## Problem to solve
Count the lines in the records below that contain the string "palm", and reply with only that number.

## Available data
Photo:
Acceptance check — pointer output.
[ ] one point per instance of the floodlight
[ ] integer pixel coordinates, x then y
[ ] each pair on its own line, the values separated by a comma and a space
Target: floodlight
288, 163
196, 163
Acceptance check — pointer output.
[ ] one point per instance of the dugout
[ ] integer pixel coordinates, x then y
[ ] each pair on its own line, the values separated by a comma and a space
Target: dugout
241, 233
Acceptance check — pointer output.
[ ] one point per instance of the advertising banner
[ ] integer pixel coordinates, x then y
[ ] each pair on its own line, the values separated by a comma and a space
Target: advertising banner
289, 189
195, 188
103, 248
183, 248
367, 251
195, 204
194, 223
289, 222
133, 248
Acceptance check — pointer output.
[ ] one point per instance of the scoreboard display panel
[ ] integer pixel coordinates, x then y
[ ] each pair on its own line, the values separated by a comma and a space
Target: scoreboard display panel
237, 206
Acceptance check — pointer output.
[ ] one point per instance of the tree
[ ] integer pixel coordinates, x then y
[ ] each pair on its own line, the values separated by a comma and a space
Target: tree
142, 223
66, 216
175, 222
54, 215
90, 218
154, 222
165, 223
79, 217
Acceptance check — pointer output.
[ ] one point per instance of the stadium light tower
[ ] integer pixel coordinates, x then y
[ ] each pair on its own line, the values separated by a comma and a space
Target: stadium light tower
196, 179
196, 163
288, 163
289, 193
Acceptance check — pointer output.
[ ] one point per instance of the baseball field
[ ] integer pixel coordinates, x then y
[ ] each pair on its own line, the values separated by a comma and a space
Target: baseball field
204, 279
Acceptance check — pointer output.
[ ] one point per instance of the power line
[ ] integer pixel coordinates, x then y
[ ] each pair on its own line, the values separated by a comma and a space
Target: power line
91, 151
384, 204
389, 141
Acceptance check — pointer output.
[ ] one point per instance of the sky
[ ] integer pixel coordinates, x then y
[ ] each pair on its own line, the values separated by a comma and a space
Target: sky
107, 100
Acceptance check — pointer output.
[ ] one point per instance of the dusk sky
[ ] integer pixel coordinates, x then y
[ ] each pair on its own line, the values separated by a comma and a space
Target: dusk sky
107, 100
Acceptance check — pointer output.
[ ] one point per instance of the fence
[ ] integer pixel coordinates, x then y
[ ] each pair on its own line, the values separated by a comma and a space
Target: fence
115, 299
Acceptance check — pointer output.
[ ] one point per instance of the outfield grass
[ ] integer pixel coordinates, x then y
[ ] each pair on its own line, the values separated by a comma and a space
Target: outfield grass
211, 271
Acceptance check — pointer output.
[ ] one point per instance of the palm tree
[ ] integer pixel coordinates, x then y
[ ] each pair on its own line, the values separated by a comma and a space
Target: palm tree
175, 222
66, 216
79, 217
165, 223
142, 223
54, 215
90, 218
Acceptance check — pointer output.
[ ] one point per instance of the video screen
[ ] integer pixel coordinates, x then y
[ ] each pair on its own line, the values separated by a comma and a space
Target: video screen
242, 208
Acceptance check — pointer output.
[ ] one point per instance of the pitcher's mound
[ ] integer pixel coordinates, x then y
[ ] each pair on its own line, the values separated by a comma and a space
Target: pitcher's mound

## Expected answer
2